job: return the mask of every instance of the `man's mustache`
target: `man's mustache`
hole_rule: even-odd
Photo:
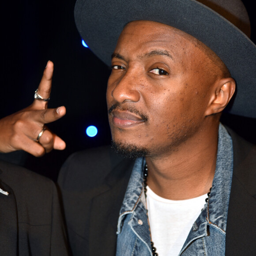
[[[141,111],[131,107],[127,108],[123,108],[121,106],[120,103],[117,102],[113,104],[109,109],[108,113],[109,115],[114,109],[119,109],[122,111],[128,111],[131,113],[134,113],[138,116],[139,116],[140,118],[144,121],[147,122],[148,120],[148,117],[147,115],[142,113]]]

Instruction:
Rewrite every line of the items above, requests included, offsetting each polygon coordinate in the answers by +58. Leave the pictures out of your output.

Written response:
job: return the mask of every instance of the `man's mustache`
target: `man's mustache`
hole_rule: even-odd
Photo:
[[[199,169],[189,165],[185,166],[181,166],[179,164],[178,161],[175,160],[171,162],[167,167],[166,171],[167,173],[172,167],[177,167],[180,169],[186,169],[189,171],[192,171],[196,174],[197,174],[198,176],[202,179],[205,180],[206,178],[206,175],[205,173],[200,171]]]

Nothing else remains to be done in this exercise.